__RECORDS FOR THIS EXERCISE__:
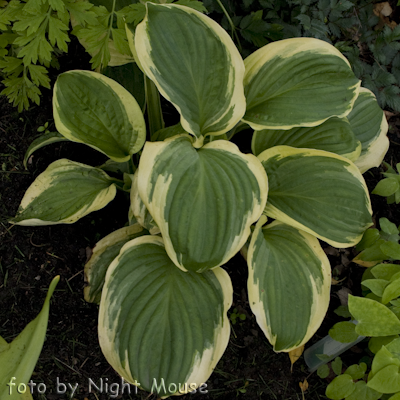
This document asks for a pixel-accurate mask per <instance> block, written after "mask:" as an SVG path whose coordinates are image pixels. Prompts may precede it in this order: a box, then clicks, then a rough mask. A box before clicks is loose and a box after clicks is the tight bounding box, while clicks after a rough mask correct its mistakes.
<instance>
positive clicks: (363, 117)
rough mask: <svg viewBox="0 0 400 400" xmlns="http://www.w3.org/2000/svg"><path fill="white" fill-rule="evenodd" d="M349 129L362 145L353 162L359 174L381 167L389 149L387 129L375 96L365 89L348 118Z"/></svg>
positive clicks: (356, 100) (367, 89) (385, 120)
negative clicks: (349, 124) (361, 148)
mask: <svg viewBox="0 0 400 400" xmlns="http://www.w3.org/2000/svg"><path fill="white" fill-rule="evenodd" d="M348 119H349V122H350V125H351V129H352V130H353V132H354V133H355V135H356V137H357V139H358V140H359V141H360V142H361V144H362V150H361V155H360V158H359V159H358V160H357V161H356V162H355V164H356V165H357V167H358V168H359V169H360V171H361V173H362V174H363V173H364V172H366V171H368V170H369V169H370V168H372V167H379V165H381V163H382V161H383V158H384V157H385V154H386V152H387V151H388V149H389V139H388V138H387V136H386V135H387V132H388V129H389V126H388V123H387V121H386V117H385V114H384V112H383V111H382V110H381V108H380V107H379V105H378V102H377V101H376V97H375V95H374V94H373V93H372V92H371V91H370V90H368V89H366V88H361V89H360V94H359V95H358V97H357V100H356V102H355V103H354V107H353V109H352V111H351V113H350V114H349V116H348Z"/></svg>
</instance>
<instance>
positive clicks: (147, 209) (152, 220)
mask: <svg viewBox="0 0 400 400" xmlns="http://www.w3.org/2000/svg"><path fill="white" fill-rule="evenodd" d="M131 179H132V186H131V192H130V198H131V205H130V212H131V213H132V215H133V216H134V217H135V218H136V221H137V222H139V224H140V225H141V226H143V227H144V228H145V229H147V230H148V231H149V232H150V233H151V234H152V235H157V234H159V233H160V228H159V227H158V226H157V224H156V223H155V221H154V219H153V217H152V216H151V214H150V213H149V210H148V209H147V208H146V205H145V204H144V203H143V200H142V199H141V197H140V196H139V190H138V185H137V182H138V170H136V172H135V173H134V174H133V175H131Z"/></svg>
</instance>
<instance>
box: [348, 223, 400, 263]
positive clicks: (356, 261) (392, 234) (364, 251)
mask: <svg viewBox="0 0 400 400" xmlns="http://www.w3.org/2000/svg"><path fill="white" fill-rule="evenodd" d="M379 225H380V227H381V230H378V229H376V228H371V229H368V230H367V231H366V232H365V233H364V236H363V238H362V240H361V241H360V243H358V244H357V246H356V249H357V250H358V251H361V252H360V253H359V254H358V255H357V256H356V257H355V258H354V260H353V261H354V262H355V263H357V264H359V265H362V266H364V267H370V266H373V265H376V264H378V263H380V262H382V261H383V260H391V261H393V260H400V244H399V243H398V242H399V240H400V236H399V234H400V231H399V227H397V226H396V225H395V224H394V223H393V222H390V221H389V220H388V219H387V218H380V219H379Z"/></svg>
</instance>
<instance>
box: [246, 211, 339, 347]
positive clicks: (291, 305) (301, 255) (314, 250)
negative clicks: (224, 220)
mask: <svg viewBox="0 0 400 400" xmlns="http://www.w3.org/2000/svg"><path fill="white" fill-rule="evenodd" d="M265 222H266V217H262V218H261V219H260V221H259V223H257V226H256V229H255V231H254V232H253V236H252V239H251V242H250V246H249V250H248V259H247V262H248V266H249V280H248V290H249V302H250V307H251V309H252V311H253V313H254V314H255V315H256V317H257V323H258V324H259V326H260V327H261V329H262V330H263V332H264V333H265V335H266V336H267V338H268V340H269V341H270V343H271V344H272V345H273V346H274V350H275V351H285V352H289V351H291V350H294V349H295V348H297V347H300V346H302V345H304V344H305V343H306V342H307V341H308V340H309V339H310V338H311V336H312V335H313V334H314V333H315V331H316V330H317V329H318V328H319V326H320V325H321V322H322V321H323V319H324V317H325V314H326V311H327V309H328V305H329V299H330V283H331V279H330V275H331V268H330V265H329V261H328V258H327V257H326V255H325V253H324V251H323V250H322V248H321V246H320V244H319V242H318V240H317V239H316V238H315V237H314V236H311V235H310V234H308V233H306V232H304V231H300V230H298V229H296V228H293V227H291V226H289V225H286V224H284V223H281V222H278V221H275V222H273V223H272V224H270V225H268V226H266V228H264V229H261V228H262V224H263V223H265Z"/></svg>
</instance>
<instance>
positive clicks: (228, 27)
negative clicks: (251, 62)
mask: <svg viewBox="0 0 400 400" xmlns="http://www.w3.org/2000/svg"><path fill="white" fill-rule="evenodd" d="M219 3H220V2H219V1H215V0H205V1H204V5H205V6H206V7H207V9H208V10H209V11H213V12H215V14H216V15H218V13H220V14H222V13H224V12H225V15H224V14H222V15H224V16H223V17H220V18H222V21H221V24H222V26H223V27H224V28H225V29H226V30H227V31H228V32H230V33H231V35H232V38H233V39H234V40H235V41H236V43H237V45H238V47H239V49H240V50H241V52H242V55H243V56H247V55H248V54H250V52H251V51H254V50H255V48H256V47H260V46H262V45H265V44H266V43H269V42H271V41H275V40H280V39H287V38H292V37H299V36H304V37H314V38H317V39H322V40H325V41H327V42H329V43H331V44H334V45H335V47H336V48H337V49H339V50H340V51H341V52H342V53H344V54H345V56H346V57H347V58H348V59H349V61H350V63H351V65H352V67H353V69H354V72H355V74H356V76H357V77H358V78H359V79H360V80H362V81H363V85H364V86H365V87H367V88H368V89H370V90H371V91H372V92H373V93H374V94H375V95H376V96H377V99H378V103H379V105H380V107H381V108H385V107H390V108H392V109H393V110H396V111H400V96H399V93H400V88H399V84H400V53H399V50H400V26H399V25H398V26H396V27H394V28H392V27H389V26H387V25H384V26H381V25H382V24H379V22H380V19H379V17H378V16H377V15H376V14H375V13H374V5H373V4H372V2H371V1H370V0H360V1H357V2H355V1H349V0H287V1H286V0H241V1H232V0H227V1H224V2H223V5H224V9H223V8H221V5H219ZM217 18H218V17H217Z"/></svg>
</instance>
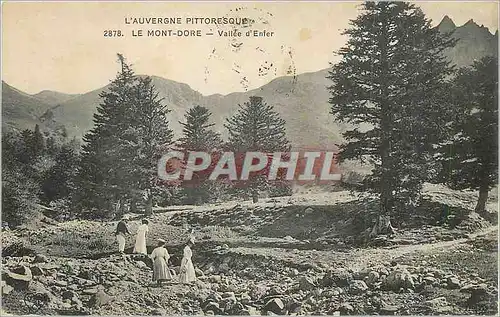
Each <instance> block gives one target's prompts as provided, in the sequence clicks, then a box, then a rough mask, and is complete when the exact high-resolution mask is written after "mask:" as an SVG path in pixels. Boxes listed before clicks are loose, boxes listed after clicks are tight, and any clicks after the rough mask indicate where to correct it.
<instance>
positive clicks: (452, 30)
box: [438, 15, 457, 33]
mask: <svg viewBox="0 0 500 317" xmlns="http://www.w3.org/2000/svg"><path fill="white" fill-rule="evenodd" d="M456 27H457V26H456V25H455V23H454V22H453V20H452V19H451V18H450V17H449V16H447V15H445V16H444V18H443V19H442V20H441V22H440V23H439V25H438V29H439V30H440V31H441V32H444V33H447V32H451V31H453V30H455V28H456Z"/></svg>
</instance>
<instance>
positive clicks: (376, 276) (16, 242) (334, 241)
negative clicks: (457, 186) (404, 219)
mask: <svg viewBox="0 0 500 317" xmlns="http://www.w3.org/2000/svg"><path fill="white" fill-rule="evenodd" d="M426 190H427V193H428V195H429V198H428V199H429V201H434V202H436V201H439V203H440V204H441V205H436V206H437V207H436V206H434V205H432V204H430V205H429V207H428V208H427V209H426V210H427V211H429V212H432V213H435V212H436V211H435V210H433V208H434V207H436V210H439V209H440V208H442V206H444V205H446V206H447V208H451V209H450V210H451V213H459V212H460V210H463V209H467V210H470V209H472V208H473V203H474V199H475V195H474V194H473V193H465V192H452V191H449V190H447V189H443V188H438V187H433V186H430V187H428V188H427V189H426ZM352 204H354V205H352ZM443 204H444V205H443ZM496 205H497V201H496V197H493V198H492V199H491V200H490V202H489V205H488V206H489V207H488V208H490V209H492V210H496V208H497V207H496ZM353 206H354V207H353ZM433 206H434V207H433ZM471 206H472V207H471ZM361 207H362V206H361V205H360V203H359V198H356V197H354V196H352V195H351V194H350V193H348V192H336V193H328V194H325V193H319V194H312V193H310V194H306V195H302V196H301V195H297V196H293V197H291V198H286V199H267V200H265V201H263V202H261V203H258V204H251V203H247V202H243V203H241V202H230V203H225V204H215V205H208V206H200V207H192V206H181V207H175V208H174V207H172V208H167V209H163V210H157V212H156V213H155V215H153V216H152V217H150V220H151V225H150V234H149V236H148V244H150V245H153V244H154V241H155V239H156V238H158V237H162V238H164V239H166V240H167V241H168V244H169V246H168V249H169V252H170V253H171V254H172V255H173V257H172V259H171V260H172V261H171V262H172V263H171V268H172V270H174V271H177V273H178V270H179V263H180V258H181V256H182V247H183V243H184V242H185V241H186V239H187V232H188V228H194V229H195V235H196V244H195V246H194V248H193V252H194V258H193V260H194V264H195V267H196V268H197V276H198V281H197V282H196V283H195V284H193V285H182V284H179V283H177V281H176V277H174V280H173V281H172V282H171V283H169V284H166V285H164V286H162V287H156V286H155V285H154V284H153V283H152V282H151V277H152V271H151V263H150V261H149V260H148V259H147V258H143V257H140V256H138V255H133V254H127V255H125V256H120V255H118V254H116V253H115V252H114V251H115V249H116V248H117V246H116V245H115V244H116V243H115V240H114V237H113V231H114V229H115V225H116V222H93V221H72V222H65V223H60V224H57V225H47V226H45V227H43V228H37V229H36V230H33V229H31V230H30V229H26V230H24V231H23V230H15V231H10V232H8V231H4V232H2V264H3V265H2V266H3V271H2V280H3V281H2V292H3V294H2V310H3V312H2V315H4V314H40V315H44V314H59V315H61V314H80V315H81V314H86V315H87V314H91V315H179V314H188V315H203V314H205V315H211V314H215V315H220V314H223V315H273V314H277V315H284V314H288V315H311V314H313V315H325V314H326V315H360V314H379V315H394V314H395V315H410V314H411V315H415V314H418V315H422V314H425V315H439V314H454V315H471V314H475V315H477V314H481V315H495V314H497V312H498V301H497V297H498V282H497V281H498V274H497V268H498V251H497V248H498V235H497V230H498V227H497V226H494V225H492V224H490V223H487V222H485V221H484V220H482V219H480V218H479V217H478V216H477V215H475V214H474V213H470V214H469V215H468V216H467V217H466V218H465V219H464V220H462V221H461V222H460V223H459V224H457V225H452V226H450V225H449V224H440V223H434V222H432V221H429V223H427V224H425V225H418V226H407V227H406V228H401V229H399V230H398V231H397V233H396V234H395V235H394V236H391V237H387V236H382V237H379V238H378V239H376V240H375V241H374V242H373V243H372V244H370V245H364V244H359V243H357V241H358V239H357V237H356V236H357V235H358V236H359V235H360V233H359V232H355V231H353V230H357V229H356V228H358V225H357V223H358V222H357V221H356V219H357V218H356V217H357V215H358V214H357V213H358V212H359V210H360V209H363V208H364V207H363V208H361ZM437 212H438V213H439V211H437ZM438 216H439V215H438ZM438 216H436V219H439V217H438ZM137 217H138V218H137V219H139V217H140V216H137ZM452 218H453V217H452ZM414 221H415V220H414ZM438 222H439V221H438ZM138 223H139V221H138V220H132V221H131V224H130V227H131V231H132V232H135V229H136V227H137V226H138ZM343 228H344V229H345V230H343ZM346 228H347V229H349V230H347V229H346ZM358 229H359V228H358ZM133 242H134V241H133V238H129V240H128V241H127V246H128V247H132V246H133ZM128 251H129V252H130V251H131V249H128ZM30 276H31V277H30Z"/></svg>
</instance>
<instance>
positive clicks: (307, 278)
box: [299, 276, 316, 291]
mask: <svg viewBox="0 0 500 317" xmlns="http://www.w3.org/2000/svg"><path fill="white" fill-rule="evenodd" d="M315 286H316V285H315V283H314V281H313V280H312V279H311V278H309V277H307V276H302V277H301V278H300V279H299V288H300V289H301V290H303V291H308V290H311V289H313V288H314V287H315Z"/></svg>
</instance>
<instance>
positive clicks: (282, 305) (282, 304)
mask: <svg viewBox="0 0 500 317" xmlns="http://www.w3.org/2000/svg"><path fill="white" fill-rule="evenodd" d="M284 309H285V304H284V303H283V301H282V300H281V299H280V298H272V299H270V300H269V301H267V303H266V304H265V305H264V307H262V310H263V311H264V312H265V313H268V312H271V313H274V314H278V315H279V314H283V313H284Z"/></svg>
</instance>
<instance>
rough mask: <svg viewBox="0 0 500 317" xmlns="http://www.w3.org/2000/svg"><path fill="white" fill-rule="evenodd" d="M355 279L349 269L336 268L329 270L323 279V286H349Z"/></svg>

__TASK PROMPT__: Please list each line of the data above that contains the word "loose", matching case exactly.

__RESULT BELOW__:
This document asks for a pixel-accurate mask per <instance> block, written after "mask:" as an SVG path whose coordinates are image pixels. Prompts may precede it in this order: a box, then clicks, then a rough mask. A box before clicks is loose and a box after clicks is the tight bounding box, while clicks after a rough mask correct its mistakes.
Each <instance> block gives one target's prompts as provided, in the sequence clicks, then a box, then a rough mask, and is complete when the exact high-resolution mask is written after "mask:" as an SVG path in pixels. Boxes listed before clicks are loose, boxes listed after clicks are tight, and any clicks after the rough mask indicate where to correct it.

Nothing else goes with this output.